__DATASET EXTRACT__
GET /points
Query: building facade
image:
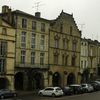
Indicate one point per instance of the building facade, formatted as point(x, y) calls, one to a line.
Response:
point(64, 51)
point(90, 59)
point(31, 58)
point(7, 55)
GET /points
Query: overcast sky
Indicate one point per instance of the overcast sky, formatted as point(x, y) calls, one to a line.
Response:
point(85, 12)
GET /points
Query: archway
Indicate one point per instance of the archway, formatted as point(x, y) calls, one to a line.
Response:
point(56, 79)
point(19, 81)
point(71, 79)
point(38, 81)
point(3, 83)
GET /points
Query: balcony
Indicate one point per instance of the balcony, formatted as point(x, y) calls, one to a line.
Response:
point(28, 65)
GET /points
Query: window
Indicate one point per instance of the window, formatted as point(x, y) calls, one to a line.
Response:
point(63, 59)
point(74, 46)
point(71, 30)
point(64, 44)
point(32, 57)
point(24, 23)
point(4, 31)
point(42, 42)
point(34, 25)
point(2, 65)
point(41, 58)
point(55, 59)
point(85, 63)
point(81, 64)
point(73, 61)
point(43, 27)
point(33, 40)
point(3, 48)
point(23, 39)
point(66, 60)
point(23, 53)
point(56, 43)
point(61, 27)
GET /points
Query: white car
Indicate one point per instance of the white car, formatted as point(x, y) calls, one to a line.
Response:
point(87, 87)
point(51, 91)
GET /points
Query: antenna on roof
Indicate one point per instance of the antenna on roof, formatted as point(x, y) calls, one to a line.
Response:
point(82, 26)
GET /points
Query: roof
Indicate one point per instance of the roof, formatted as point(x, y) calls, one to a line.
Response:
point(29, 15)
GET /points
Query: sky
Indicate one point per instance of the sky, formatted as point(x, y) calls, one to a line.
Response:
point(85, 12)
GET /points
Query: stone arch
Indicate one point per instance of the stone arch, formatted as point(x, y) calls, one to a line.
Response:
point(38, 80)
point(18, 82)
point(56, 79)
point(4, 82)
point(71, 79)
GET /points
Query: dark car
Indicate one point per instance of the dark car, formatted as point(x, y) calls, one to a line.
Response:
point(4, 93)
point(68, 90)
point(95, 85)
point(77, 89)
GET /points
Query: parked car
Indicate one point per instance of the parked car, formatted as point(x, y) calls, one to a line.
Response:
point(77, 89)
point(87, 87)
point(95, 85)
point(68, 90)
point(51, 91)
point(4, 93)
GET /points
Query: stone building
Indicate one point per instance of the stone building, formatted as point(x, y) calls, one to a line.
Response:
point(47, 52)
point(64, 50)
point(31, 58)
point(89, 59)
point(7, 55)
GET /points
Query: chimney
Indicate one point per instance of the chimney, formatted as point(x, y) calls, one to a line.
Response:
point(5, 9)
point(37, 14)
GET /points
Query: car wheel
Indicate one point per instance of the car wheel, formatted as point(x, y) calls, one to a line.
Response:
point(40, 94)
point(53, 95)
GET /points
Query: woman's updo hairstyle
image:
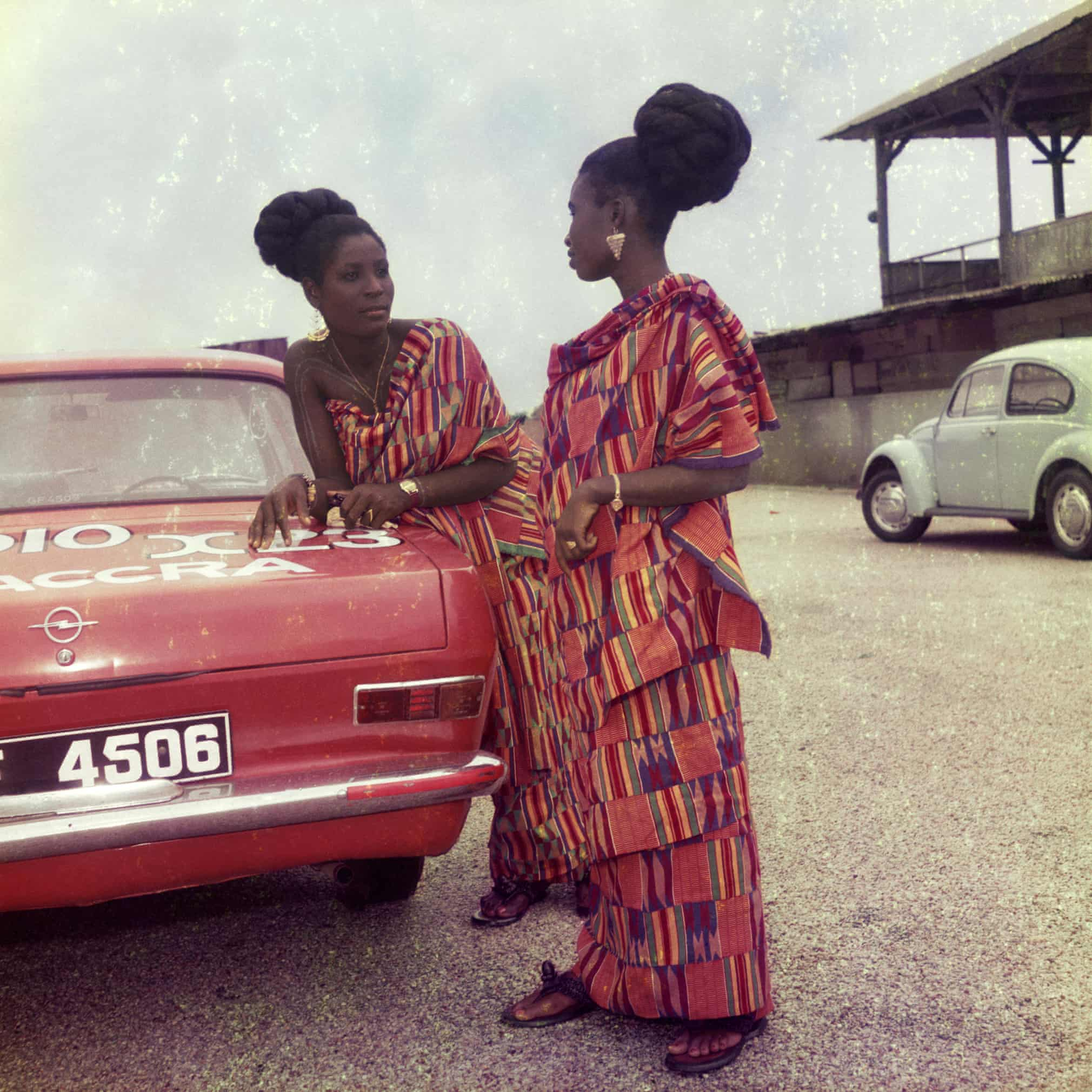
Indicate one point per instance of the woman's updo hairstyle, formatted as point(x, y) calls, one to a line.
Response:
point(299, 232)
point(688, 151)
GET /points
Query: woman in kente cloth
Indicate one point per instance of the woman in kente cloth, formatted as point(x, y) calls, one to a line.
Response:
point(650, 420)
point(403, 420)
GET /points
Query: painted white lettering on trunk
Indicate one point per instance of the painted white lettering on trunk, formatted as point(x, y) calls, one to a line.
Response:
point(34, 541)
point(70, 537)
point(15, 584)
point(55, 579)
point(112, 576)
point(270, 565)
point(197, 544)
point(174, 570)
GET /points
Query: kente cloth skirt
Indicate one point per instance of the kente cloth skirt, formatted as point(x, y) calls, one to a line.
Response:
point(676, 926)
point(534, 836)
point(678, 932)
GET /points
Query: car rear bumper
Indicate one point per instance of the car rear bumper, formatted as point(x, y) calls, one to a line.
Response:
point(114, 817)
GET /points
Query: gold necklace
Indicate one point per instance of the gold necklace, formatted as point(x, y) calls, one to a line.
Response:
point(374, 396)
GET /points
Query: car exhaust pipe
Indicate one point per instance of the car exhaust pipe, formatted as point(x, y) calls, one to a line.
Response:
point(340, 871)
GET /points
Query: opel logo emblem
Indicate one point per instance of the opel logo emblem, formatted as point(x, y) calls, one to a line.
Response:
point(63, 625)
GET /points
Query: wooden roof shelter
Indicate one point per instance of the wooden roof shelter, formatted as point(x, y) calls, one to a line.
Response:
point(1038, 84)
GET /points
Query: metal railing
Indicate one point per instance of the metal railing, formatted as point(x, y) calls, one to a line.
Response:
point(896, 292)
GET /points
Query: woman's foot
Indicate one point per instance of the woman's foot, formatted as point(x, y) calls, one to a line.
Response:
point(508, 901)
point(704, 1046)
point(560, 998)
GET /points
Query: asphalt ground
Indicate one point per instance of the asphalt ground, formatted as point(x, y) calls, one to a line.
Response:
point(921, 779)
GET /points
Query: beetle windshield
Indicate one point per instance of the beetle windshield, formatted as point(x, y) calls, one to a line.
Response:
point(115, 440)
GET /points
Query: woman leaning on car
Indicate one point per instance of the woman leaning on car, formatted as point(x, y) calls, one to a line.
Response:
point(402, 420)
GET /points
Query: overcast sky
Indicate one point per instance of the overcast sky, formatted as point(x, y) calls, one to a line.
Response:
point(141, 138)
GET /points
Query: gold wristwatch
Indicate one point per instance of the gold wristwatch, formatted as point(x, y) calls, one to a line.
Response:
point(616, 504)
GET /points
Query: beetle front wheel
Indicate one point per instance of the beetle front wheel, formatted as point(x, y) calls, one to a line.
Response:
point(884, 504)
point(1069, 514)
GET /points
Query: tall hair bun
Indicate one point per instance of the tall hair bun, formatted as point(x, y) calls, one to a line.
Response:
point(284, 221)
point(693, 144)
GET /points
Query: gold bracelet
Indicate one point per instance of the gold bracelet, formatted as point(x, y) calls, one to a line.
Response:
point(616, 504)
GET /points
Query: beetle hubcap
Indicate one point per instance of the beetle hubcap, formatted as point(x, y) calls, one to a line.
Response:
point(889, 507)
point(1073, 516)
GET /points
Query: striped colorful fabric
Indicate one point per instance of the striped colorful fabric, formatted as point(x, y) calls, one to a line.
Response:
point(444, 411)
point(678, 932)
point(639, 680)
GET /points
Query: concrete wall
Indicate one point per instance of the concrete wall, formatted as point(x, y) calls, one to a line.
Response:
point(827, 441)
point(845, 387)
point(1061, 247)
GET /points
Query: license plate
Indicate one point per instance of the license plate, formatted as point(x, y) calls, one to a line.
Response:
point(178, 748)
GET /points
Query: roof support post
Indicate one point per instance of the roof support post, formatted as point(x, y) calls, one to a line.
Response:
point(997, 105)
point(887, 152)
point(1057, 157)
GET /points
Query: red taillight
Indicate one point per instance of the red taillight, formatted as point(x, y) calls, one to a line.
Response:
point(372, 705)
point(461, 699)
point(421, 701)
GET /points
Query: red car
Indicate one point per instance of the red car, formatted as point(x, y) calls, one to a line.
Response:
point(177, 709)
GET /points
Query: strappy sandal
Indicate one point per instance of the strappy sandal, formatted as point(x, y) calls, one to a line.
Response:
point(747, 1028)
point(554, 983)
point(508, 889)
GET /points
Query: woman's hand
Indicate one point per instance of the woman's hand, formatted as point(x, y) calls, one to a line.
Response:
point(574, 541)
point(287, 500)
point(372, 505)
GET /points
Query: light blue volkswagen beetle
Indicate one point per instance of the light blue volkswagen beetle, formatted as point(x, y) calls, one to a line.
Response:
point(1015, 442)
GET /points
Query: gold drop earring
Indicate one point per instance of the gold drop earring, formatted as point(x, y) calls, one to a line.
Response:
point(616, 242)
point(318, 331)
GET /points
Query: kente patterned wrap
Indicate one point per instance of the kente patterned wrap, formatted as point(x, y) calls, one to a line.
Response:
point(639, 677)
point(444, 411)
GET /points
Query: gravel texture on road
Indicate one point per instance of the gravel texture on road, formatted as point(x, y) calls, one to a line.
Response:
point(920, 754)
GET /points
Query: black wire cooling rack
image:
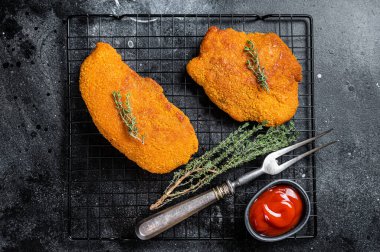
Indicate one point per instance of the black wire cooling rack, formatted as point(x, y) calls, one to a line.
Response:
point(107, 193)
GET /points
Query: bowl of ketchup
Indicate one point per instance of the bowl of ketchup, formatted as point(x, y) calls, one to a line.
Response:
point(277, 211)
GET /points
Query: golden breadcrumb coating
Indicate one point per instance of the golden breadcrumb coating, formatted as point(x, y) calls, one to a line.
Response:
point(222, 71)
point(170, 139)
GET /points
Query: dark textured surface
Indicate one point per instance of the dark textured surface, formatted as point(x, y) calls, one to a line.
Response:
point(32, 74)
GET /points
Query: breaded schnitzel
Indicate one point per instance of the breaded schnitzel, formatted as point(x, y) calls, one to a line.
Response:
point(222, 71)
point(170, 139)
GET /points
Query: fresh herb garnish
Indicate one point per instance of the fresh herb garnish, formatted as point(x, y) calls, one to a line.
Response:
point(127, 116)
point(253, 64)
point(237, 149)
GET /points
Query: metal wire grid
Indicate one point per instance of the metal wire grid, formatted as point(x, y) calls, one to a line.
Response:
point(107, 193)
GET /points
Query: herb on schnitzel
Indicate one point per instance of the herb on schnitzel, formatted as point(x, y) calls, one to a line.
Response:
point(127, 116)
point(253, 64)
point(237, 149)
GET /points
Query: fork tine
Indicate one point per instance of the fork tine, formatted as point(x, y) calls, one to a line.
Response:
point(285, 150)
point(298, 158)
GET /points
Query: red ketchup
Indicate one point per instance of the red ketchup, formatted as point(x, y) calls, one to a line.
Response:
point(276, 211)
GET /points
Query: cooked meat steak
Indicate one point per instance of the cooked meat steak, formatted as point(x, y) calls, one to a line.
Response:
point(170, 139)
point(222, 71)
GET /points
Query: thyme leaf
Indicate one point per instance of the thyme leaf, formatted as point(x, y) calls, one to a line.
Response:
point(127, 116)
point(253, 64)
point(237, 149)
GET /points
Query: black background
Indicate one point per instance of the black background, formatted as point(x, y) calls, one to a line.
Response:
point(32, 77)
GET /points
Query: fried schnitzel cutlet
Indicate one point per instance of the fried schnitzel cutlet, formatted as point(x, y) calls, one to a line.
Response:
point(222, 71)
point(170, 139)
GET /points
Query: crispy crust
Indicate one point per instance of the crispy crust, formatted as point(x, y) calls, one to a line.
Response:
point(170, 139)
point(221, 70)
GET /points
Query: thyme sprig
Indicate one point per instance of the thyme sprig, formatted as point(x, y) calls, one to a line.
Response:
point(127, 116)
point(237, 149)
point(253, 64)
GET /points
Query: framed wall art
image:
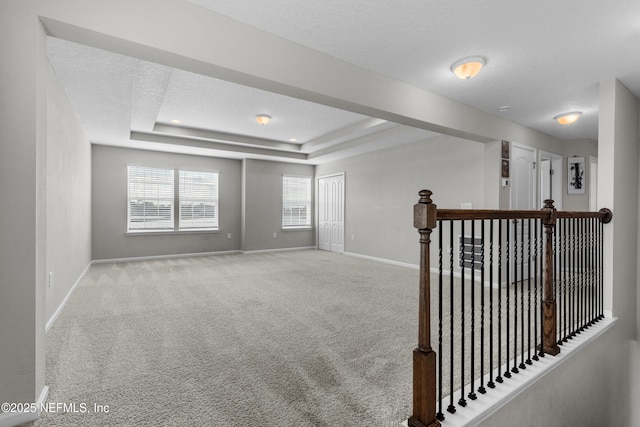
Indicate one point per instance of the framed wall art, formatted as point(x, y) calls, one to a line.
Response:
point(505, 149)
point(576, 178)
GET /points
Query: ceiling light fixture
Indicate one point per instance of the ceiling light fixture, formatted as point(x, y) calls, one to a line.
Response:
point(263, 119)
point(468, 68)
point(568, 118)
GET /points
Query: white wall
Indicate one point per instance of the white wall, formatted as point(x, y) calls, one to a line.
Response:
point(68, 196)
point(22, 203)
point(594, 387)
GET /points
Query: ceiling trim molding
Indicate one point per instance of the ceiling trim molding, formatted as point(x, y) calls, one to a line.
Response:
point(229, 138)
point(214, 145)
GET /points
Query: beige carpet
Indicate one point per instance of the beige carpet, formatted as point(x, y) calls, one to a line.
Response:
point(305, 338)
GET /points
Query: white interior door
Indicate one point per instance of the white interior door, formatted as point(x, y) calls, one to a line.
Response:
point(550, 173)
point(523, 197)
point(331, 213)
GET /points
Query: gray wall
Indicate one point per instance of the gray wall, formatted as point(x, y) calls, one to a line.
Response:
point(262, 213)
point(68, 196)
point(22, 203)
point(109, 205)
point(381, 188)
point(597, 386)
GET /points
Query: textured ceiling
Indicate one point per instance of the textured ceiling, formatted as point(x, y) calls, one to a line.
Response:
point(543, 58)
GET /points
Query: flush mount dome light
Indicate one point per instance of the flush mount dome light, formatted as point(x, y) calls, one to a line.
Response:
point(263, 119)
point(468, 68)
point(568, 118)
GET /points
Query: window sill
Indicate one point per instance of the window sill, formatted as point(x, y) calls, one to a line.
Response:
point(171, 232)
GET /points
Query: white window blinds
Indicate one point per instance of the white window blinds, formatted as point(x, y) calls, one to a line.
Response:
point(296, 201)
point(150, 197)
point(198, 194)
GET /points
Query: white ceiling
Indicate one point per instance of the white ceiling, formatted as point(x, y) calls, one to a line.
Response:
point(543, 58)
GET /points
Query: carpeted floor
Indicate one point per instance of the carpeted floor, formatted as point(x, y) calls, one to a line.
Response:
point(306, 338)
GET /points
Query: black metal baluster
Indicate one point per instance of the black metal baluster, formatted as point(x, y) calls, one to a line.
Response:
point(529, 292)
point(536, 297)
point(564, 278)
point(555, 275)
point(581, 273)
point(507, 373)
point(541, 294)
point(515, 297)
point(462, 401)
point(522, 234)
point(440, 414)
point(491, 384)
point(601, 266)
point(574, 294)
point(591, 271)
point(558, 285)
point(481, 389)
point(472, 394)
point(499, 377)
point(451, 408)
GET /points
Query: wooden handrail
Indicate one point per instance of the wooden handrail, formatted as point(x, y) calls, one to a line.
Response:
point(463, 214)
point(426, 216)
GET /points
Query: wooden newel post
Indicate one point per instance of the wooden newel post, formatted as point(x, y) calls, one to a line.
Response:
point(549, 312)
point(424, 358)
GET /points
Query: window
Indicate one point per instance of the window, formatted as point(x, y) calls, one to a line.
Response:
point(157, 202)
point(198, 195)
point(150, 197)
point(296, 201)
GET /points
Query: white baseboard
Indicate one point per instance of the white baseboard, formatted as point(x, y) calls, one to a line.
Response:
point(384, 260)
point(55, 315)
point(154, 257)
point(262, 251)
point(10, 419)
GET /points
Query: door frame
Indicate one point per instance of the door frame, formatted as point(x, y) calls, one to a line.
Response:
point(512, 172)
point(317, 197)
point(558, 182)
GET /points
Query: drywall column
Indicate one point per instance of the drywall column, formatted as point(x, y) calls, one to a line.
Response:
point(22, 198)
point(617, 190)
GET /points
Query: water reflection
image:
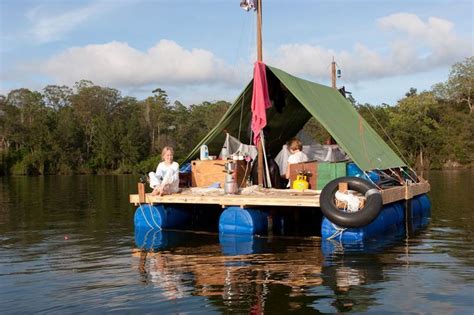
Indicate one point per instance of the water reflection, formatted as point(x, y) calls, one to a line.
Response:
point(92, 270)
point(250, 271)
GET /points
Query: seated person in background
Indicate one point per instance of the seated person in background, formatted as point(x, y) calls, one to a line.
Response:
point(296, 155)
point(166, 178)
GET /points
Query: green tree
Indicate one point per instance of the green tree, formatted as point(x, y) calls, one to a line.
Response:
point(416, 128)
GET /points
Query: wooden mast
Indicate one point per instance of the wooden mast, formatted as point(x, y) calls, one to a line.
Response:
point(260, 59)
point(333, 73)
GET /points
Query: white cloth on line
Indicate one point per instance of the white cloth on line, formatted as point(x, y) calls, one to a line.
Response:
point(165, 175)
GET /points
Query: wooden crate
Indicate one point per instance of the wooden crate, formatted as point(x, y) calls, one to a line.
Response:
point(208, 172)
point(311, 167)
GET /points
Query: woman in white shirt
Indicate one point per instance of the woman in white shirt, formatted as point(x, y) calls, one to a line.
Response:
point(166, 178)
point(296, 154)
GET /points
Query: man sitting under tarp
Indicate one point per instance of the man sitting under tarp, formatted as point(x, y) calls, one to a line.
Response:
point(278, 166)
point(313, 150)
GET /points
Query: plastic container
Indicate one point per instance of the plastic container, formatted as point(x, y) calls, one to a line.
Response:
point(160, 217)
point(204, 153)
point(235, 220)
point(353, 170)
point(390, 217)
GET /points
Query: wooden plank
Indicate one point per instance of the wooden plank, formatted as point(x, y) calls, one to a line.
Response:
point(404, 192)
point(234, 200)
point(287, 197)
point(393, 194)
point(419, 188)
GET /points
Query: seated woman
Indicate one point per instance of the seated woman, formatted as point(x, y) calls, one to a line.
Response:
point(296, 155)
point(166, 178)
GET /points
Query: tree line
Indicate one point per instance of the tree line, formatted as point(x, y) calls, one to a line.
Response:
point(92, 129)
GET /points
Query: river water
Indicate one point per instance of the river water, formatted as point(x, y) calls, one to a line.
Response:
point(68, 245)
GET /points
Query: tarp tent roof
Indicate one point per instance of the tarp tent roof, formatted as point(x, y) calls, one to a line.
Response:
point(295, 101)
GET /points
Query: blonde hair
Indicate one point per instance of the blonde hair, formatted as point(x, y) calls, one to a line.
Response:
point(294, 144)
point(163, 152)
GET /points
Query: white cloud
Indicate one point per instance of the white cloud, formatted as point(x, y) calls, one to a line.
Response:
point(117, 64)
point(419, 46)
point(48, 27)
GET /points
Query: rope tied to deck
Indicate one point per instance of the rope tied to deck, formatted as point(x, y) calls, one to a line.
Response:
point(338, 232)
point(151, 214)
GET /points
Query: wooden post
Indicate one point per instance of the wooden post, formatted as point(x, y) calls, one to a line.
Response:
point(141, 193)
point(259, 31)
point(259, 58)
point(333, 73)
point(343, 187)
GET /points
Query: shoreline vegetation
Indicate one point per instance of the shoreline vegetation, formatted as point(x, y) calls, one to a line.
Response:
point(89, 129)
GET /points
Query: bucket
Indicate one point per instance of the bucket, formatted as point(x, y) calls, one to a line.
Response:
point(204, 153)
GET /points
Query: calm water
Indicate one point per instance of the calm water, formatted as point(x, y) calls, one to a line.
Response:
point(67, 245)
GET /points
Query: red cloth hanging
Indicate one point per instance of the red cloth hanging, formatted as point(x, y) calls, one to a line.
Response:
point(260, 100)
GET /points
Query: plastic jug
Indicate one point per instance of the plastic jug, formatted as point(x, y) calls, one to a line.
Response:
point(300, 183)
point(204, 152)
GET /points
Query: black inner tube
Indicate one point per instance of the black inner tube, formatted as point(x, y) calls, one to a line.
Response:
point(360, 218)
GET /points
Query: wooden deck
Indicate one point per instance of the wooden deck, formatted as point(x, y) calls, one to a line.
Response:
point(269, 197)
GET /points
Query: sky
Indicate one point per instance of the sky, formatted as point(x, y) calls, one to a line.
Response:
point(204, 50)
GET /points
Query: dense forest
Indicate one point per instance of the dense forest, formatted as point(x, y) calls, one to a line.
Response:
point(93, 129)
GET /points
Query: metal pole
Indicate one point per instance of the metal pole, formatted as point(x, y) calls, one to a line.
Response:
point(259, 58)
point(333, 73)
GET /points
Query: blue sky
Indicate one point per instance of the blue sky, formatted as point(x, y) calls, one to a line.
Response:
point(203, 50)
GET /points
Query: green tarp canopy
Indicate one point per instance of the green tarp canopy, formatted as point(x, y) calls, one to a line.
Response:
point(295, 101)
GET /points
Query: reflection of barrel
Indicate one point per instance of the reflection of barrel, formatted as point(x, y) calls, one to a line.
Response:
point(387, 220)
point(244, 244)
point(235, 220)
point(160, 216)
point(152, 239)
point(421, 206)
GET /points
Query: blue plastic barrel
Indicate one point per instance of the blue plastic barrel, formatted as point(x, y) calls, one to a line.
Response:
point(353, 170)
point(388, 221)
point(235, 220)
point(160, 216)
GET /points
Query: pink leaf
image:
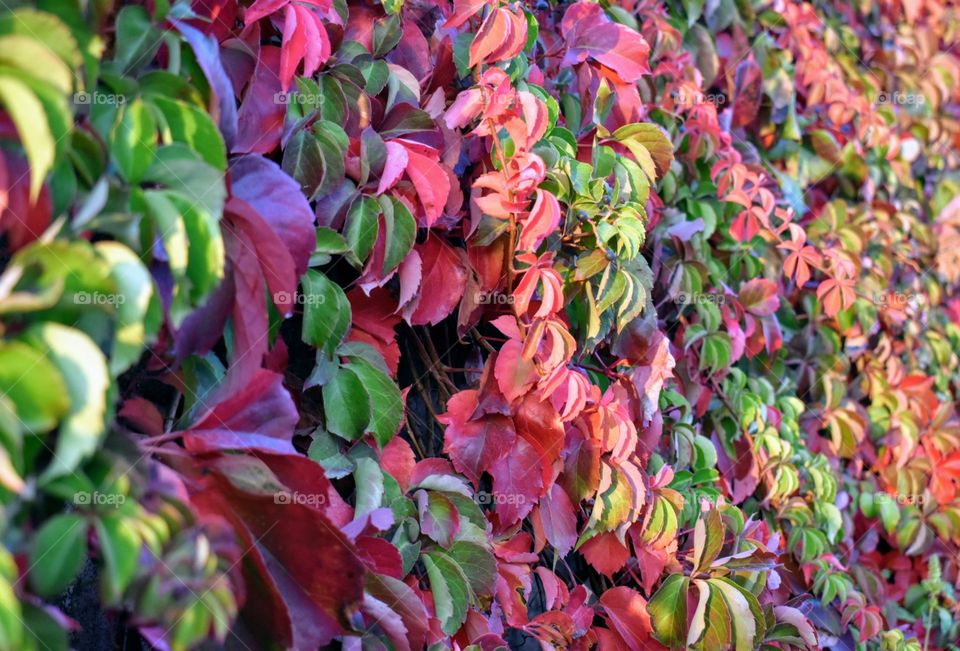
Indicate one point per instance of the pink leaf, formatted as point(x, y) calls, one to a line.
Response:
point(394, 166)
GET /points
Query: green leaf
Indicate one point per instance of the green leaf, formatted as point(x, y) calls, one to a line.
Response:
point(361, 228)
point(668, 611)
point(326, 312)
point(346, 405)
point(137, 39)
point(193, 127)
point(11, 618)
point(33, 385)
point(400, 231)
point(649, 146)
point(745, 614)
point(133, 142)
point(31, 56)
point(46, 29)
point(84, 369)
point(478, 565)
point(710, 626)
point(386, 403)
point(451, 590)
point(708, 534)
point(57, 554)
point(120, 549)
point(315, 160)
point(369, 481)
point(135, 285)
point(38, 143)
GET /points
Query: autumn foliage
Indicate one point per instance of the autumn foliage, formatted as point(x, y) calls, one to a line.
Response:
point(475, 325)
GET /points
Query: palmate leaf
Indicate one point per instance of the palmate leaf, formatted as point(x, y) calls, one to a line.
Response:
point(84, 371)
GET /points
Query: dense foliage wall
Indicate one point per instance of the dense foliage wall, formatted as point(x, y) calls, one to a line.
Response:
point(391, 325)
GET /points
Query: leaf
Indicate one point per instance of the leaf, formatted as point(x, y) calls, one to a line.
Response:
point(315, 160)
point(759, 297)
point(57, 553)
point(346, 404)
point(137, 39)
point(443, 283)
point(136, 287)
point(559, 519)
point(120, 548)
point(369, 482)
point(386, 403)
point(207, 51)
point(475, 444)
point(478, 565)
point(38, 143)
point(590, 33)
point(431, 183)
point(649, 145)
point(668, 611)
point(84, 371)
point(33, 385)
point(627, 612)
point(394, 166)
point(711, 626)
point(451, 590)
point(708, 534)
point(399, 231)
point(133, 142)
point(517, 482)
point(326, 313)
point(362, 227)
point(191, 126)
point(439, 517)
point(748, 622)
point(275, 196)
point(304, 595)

__PROBLEM TO SOLVE__
Pull out every line of the material above that contains the string "painted", matching case exactly.

__ANSWER BELOW__
Query: painted white lettering on trunk
Indicate one point per instance of the painted white lettering on trunk, formatted as point(x, y) calls, one to a line.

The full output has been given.